> [TEXT PROVIDED]:
◇ ◇ ◇ ◇
Wednesday, January 26, 2011
Wednesday, January 19, 2011
Thursday, January 13, 2011
In many ways, I think the next six weeks could be the hardest weeks of Erin's cancer journey. Physically, Erin's body is growing increasingly weak. Chemotherapy has something of a cumulative effect on the body, making each new treatment harder to bear and recover from than the last. It is hard for Erin to not be able to do all of the things she wants to do and loves to do (especially caring for Lydia, Hudson, and baby Samuel). Emotionally, this period of Erin's journey has the potential to be somewhat disorienting. The doctors can hypothesize, but there is almost no way to know whether these treatments are really shrinking the tumor and preventing the spread of the cancer. For chemotherapy patients, it can be incredibly hard to submit to treatment after treatment with little or no knowledge of what is happening to the cancer. Imagine fighting in the front lines of a war day after day with no knowledge of whether your side is moving towards victory or defeat. The situation can be both confusing and discouraging.
◇ ◇ ◇ ◇
Saved entries
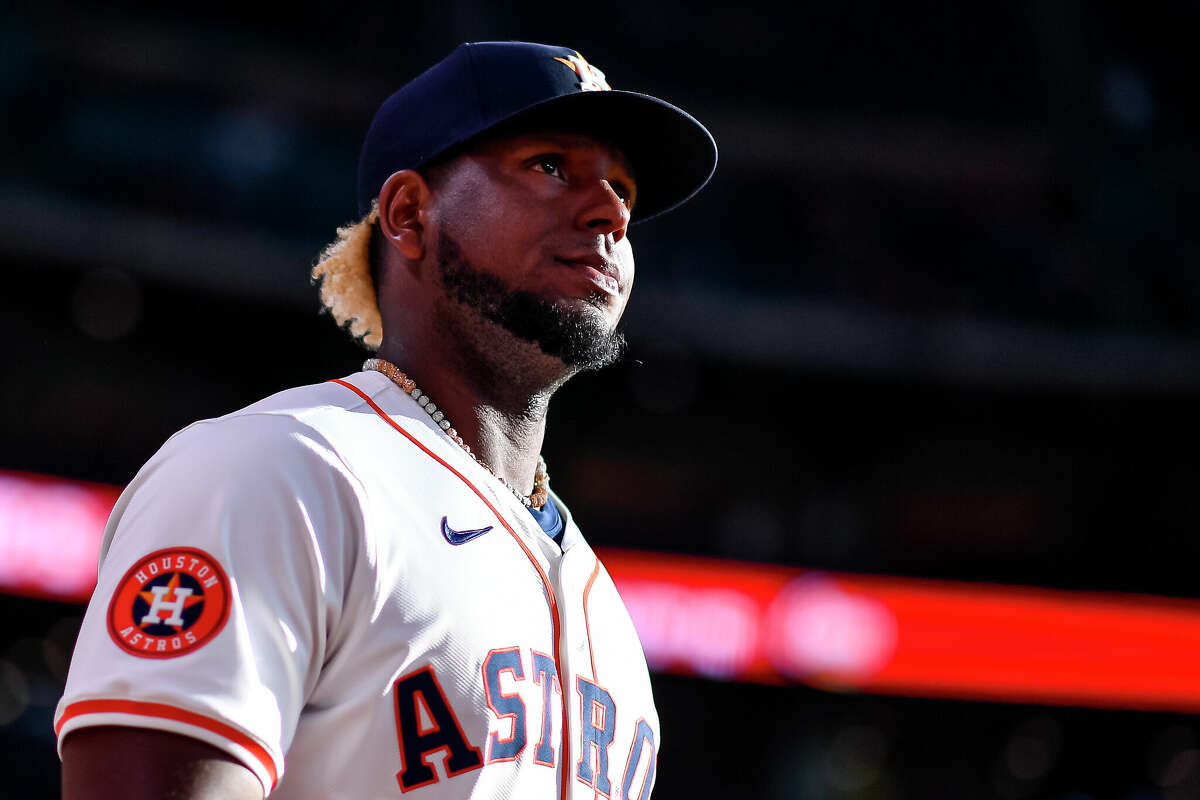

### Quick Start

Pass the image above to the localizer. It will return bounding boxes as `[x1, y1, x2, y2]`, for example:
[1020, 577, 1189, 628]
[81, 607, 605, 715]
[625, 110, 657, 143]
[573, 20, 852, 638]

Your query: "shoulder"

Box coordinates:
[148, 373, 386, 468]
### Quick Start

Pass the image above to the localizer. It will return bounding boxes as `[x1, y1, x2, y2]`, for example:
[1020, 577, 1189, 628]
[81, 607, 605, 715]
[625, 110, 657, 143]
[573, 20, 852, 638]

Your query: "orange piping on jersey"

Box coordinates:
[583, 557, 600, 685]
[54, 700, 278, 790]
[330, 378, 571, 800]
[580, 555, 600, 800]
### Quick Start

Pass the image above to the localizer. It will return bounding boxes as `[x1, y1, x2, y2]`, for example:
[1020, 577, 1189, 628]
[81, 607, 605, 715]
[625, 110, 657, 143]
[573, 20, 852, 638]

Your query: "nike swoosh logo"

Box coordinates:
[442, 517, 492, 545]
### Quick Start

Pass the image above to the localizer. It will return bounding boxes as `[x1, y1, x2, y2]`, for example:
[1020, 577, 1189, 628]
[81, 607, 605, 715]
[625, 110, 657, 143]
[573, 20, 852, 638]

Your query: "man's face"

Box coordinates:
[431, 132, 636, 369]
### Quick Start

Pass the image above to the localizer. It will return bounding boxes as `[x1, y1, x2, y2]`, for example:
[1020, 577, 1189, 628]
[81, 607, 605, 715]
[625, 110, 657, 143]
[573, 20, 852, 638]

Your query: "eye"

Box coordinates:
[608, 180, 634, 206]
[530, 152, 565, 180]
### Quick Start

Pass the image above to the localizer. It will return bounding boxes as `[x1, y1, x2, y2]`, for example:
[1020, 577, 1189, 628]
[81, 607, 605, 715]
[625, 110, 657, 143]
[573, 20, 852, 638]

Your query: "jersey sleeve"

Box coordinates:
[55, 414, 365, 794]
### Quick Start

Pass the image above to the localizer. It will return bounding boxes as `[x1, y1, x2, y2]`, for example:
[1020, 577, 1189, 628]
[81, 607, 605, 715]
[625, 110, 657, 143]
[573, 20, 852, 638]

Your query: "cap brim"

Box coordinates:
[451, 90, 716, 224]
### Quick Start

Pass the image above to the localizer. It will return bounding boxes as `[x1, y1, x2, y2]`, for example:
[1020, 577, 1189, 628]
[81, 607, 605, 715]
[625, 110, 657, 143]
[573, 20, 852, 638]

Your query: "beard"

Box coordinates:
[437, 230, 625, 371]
◇ ◇ ◇ ◇
> [PROBLEM STATEMENT]: Continue the passage above about Erin's chemotherapy, beginning after its final sentence.

> [ANSWER TO THIS TASK]:
All this is to say that I, as Erin's husband, feel she needs more prayer and encouragement during the next six weeks than before and (probably) than she will after these weeks are over. Please pray (1) that she will trust and hope in God's promises to her, (2) that God will give her the physical and emotional strength she needs to go through the coming weeks, and (3) that her chemotherapy treatment will be successful in eliminating the cancer. We have seen God answer countless prayers through this process already, and trust that He will be faithful to answer these as well.
Thank you all for praying for and caring for my precious wife (and children)!
Thursday, January 6, 2011
Erin went to her oncologist for her fourth chemotherapy treatment yesterday. After the difficult recovery process she had after her previous treatment, neither of us were looking forward to returning to begin that process once again. But as the fourth of her six treatments, at least this would be the beginning of the end of chemotherapy. As hard as the recovery might be, at least we would be able to see "the light at the end of the tunnel."
Well, that tunnel has gotten a bit longer. After consulting with a highly respected oncologist in Dallas, our doctor recommended three changes to Erin's chemotherapy plan:
It isn't necessarily rare for a cancer patient's chemotherapy plan to be adjusted as the treatment progresses. But it is hard to suddenly have your plan extended by three months. Emotionally, we were looking forward to being done with the difficulties of chemotherapy, but now we have to wait several more months for the end to come. Practically, we had already begun making plans for Erin's surgery (which I'll give an update on in a future post) in late-March and for some family vacation time this Spring and Summer. But now surgery will likely be in mid-June and our vacation plans are somewhat up in the air.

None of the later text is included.